Complete the following:
(a) In the blog post below, list each measurement named under "Change since last weigh-in (6/28):" along with the entry given for it.
(b) According to the blog post below, what weight range does the writer guess from reading the regular scale?
(c) Transcribe the part of the blog post below that begins with the words "As a result, I" and ends with "rest of it.".

Exercise passage:
========
Lost Without Technology – McFatty Monday

Monday, July 12th, 2010

So, it appears that our Wii is dead. It ended up not being a scratch from a certain three-year-old that was causing the Wii Fit Plus disc not to play…turns out that our Wii is scratching the discs when you put them in. We don’t know how or why, but since we got our Wii used, I kind of doubt that we can send it in to be repaired with the company (at least for free or cheap).

As a result, I have no idea what I weigh now. I do have a scale, but I can barely read it. The little lines for pounds are so small that I can only guess I’m somewhere in the range of 136 to 140. Also, every time I breathe while I’m standing on that thing, the needle moves.

I know it’s a lame, insignificant issue to have, and trust me when I say that I personally have lots of other, more important things to worry about right now. But that’s why I’m focusing my attention on the Wii/scale problems…because I don’t want to think about the rest of it.

I just want to know what I weigh down to a tenth of a pound, is that too much to ask?!

;)

Anyway, since I don’t trust my regular scale, I’m reporting inches today.

And I would like to note that I am an idiot. What I have been reporting as my hip measurement is actually my thigh/butt measurement. Yeah, I not only took anatomy as part of my biology class in high school, but I also took an anatomy class in art school as part of life drawing, and I still can’t find my ass.

I know…I’m awesome.

Anyway, here we go with my partial, but accurately labeled, measurements for this week…

7/12/10
Weight: ???
BMI: ???

Waist: 32″
Hips: 39″
Thighs: 41″

Change since last weigh-in (6/28):
Weight: ?
BMI: ?
Waist: gain of 1″
Hips: ?
Thighs: loss of .25″

Total
Total Weight Loss: (8.5lbs.?)
Total BMI Loss: (1.7?)
Total Inches Lost in Waist: 4″
Total Inches Lost in Hips: 1.5″

The past couple of weeks have been weird, so I haven’t really been as good as I should have been on the portion control and activity level. And then the Wii’s untimely death has left me feeling empty and lost (I know, pathetic, right?), and I just haven’t felt like getting on here and giving you guys my half-assed updates. Hopefully there will be more good news in the near future.
========
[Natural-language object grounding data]
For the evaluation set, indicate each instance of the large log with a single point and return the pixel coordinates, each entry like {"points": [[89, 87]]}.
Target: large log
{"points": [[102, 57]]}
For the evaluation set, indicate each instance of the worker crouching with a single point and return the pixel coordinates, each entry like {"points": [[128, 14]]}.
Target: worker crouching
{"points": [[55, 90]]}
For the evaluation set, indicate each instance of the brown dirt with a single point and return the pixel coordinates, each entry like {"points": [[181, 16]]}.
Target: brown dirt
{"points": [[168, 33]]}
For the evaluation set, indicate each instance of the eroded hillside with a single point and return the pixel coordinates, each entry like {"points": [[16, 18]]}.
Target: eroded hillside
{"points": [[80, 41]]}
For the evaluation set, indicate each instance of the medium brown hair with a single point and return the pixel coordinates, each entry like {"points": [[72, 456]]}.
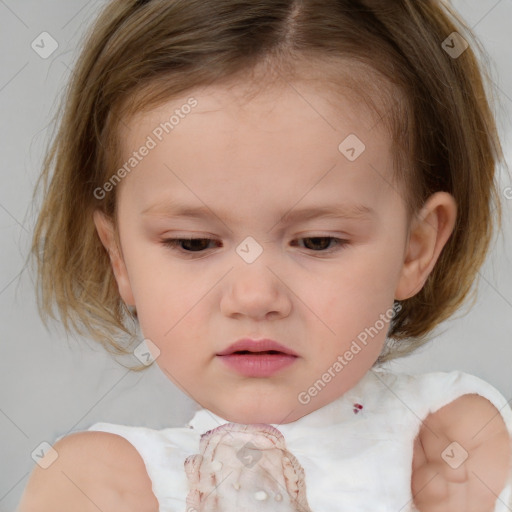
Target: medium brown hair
{"points": [[139, 54]]}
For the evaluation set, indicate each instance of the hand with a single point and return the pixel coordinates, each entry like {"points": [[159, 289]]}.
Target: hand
{"points": [[243, 468], [461, 458]]}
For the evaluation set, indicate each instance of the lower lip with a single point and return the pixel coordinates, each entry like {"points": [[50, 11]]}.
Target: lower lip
{"points": [[258, 365]]}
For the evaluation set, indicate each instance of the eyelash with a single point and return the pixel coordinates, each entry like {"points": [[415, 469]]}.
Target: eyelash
{"points": [[173, 243]]}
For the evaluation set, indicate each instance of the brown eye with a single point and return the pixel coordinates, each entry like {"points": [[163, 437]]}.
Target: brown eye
{"points": [[321, 243], [188, 244]]}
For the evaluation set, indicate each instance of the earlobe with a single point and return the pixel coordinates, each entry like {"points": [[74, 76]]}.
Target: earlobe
{"points": [[428, 234], [105, 230]]}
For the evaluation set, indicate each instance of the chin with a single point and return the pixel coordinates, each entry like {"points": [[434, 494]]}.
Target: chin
{"points": [[276, 414]]}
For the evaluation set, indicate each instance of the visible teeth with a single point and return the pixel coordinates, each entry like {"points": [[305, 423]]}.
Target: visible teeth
{"points": [[260, 495]]}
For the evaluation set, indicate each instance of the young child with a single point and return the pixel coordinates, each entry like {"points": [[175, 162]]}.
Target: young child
{"points": [[282, 195]]}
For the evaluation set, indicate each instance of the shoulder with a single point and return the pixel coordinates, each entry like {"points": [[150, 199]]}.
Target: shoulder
{"points": [[470, 416], [94, 470], [468, 433]]}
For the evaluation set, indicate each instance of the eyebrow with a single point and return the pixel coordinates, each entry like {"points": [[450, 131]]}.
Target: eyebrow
{"points": [[349, 211]]}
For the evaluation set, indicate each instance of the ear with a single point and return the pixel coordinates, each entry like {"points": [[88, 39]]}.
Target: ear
{"points": [[105, 230], [428, 234]]}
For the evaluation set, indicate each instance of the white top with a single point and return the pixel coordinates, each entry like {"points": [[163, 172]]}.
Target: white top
{"points": [[356, 461]]}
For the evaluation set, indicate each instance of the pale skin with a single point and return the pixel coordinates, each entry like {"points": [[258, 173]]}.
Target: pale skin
{"points": [[249, 163]]}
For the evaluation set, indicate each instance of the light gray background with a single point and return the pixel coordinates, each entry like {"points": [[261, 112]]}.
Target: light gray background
{"points": [[50, 387]]}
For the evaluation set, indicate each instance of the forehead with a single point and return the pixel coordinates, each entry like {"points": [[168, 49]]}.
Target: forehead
{"points": [[223, 141]]}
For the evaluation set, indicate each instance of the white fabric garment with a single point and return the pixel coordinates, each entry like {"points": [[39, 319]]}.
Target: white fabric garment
{"points": [[353, 461]]}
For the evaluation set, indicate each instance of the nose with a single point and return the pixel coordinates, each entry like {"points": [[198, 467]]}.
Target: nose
{"points": [[256, 290]]}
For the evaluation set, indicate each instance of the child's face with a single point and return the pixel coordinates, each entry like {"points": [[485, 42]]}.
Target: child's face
{"points": [[248, 165]]}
========
Answers for the tasks:
(a)
Weight: ?
BMI: ?
Waist: gain of 1″
Hips: ?
Thighs: loss of .25″

(b) Somewhere in the range of 136 to 140 pounds.

(c)
As a result, I have no idea what I weigh now. I do have a scale, but I can barely read it. The little lines for pounds are so small that I can only guess I’m somewhere in the range of 136 to 140. Also, every time I breathe while I’m standing on that thing, the needle moves.

I know it’s a lame, insignificant issue to have, and trust me when I say that I personally have lots of other, more important things to worry about right now. But that’s why I’m focusing my attention on the Wii/scale problems…because I don’t want to think about the rest of it.